PASSAGE PROVIDED:
· · · ·

There are no major economic releases from the world’s third largest economy this week, but we will see lower-tier reports such as cash earnings and leading indicators on Wednesday, bank lending and current account on early Thursday Asian session trading, and tertiary industry activity on Friday.

These reports don’t usually move the yen for long, but keep an eye out for notable hits or misses that might cause a blip or two for the yen!

More BOJ intervention?

The Bank of Japan (BOJ) got busy last week when Japan’s JGB yields inched uncomfortably away from the central bank’s 0.0% target. Not only that, but USD/JPY was hanging on to its teeth before a positive NFP report boosted it higher.

Will BOJ take a chill pill this week? Or will it make more efforts to weaken the yen even as the dollar’s prospects improve?

Last Week’s Price Review

The yen is the second weakest currency of the week after the Aussie (as of 9 am GMT).

Overlay of Inverted JPY Pairs & US10Y Bond Yield (Black Line): 1-Hour Forex Chart
Overlay of Inverted JPY Pairs & US10Y Bond Yield (Black Line): 1-Hour Forex Chart

And from the looks of it, the yen appears to have resumed taking directional cues from bond yields since yen pairs (other than AUD/JPY) were roughly tracking the rise in bond yields this week.

And the rise in bond yields, in turn, was attributed by market analysts on reinforced expectations that the Fed will continue to hike this year, as well as higher expectations that the ECB will be tightening monetary policy sooner or later.

Other than bond yields, the yen also appears to have taken directional cues from risk sentiment since bond yields rose from the get-go but the yen was resilient at first, likely because risk aversion was the dominant sentiment on Monday and Tuesday.

· · · ·

DATASET RECORDS:
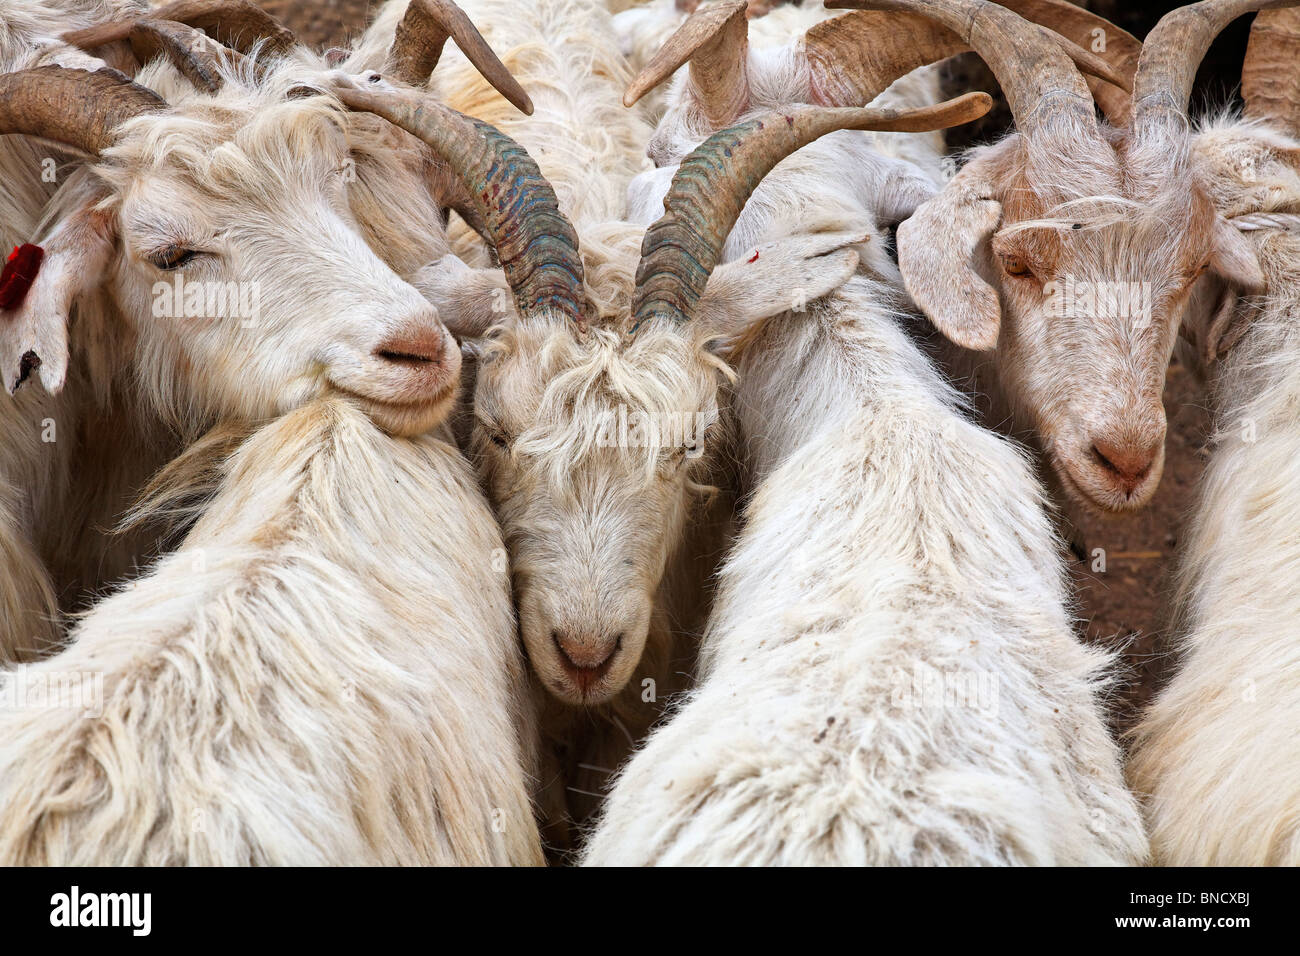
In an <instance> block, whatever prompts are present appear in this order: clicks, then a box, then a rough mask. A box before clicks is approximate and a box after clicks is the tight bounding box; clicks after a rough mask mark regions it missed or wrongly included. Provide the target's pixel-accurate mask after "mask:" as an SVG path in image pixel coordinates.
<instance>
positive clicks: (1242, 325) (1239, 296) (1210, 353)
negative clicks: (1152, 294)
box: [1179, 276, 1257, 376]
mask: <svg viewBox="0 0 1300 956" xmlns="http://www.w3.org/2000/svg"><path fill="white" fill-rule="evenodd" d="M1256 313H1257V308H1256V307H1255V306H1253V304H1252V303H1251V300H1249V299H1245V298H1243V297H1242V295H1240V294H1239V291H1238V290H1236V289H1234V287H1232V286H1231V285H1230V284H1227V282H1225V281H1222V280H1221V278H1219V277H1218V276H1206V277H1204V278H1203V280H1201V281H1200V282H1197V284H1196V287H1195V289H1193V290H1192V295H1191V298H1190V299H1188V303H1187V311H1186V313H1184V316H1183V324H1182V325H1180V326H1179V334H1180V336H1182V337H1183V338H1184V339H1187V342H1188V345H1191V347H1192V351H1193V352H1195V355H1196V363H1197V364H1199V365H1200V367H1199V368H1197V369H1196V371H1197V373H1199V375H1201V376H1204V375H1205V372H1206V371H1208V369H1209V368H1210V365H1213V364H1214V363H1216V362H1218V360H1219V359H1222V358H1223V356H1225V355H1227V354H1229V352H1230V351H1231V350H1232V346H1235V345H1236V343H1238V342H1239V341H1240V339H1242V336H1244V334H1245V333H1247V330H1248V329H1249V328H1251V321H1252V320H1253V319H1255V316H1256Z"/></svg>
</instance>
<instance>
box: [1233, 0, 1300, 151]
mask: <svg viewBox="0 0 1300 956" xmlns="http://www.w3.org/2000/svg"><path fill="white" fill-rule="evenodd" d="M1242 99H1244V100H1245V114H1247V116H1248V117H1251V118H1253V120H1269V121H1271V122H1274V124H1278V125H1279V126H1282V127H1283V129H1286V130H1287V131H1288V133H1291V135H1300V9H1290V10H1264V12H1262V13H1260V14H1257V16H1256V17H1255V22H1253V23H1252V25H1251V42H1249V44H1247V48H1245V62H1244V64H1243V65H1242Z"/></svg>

· · · ·

PROMPT 1:
Why, according to the yen commentary, did the yen hold up at first even though bond yields rose from the start of the week?
PROMPT 2:
Do these statements agree with the yen commentary? Answer yes or no for each, quoting the deciding words. (a) The yen was the weakest currency of the week. (b) The BOJ's target for JGB yields is 0.0%. (c) Tertiary industry activity is reported on Wednesday.
PROMPT 3:
Could you transcribe the part of the yen commentary that opens with the words containing "And from the" and closes with "yields this week."?
Use only the text for what follows, not the entries.

ANSWER AREA 1:
The yen was likely resilient at first because risk aversion was the dominant sentiment on Monday and Tuesday. The commentary presents this as a sign that the yen was taking directional cues from risk sentiment as well as from bond yields.

ANSWER AREA 2:
(a) No: "The yen is the second weakest currency of the week after the Aussie"
(b) Yes: "the central bank’s 0.0% target"
(c) No: "tertiary industry activity on Friday"

ANSWER AREA 3:
And from the looks of it, the yen appears to have resumed taking directional cues from bond yields since yen pairs (other than AUD/JPY) were roughly tracking the rise in bond yields this week.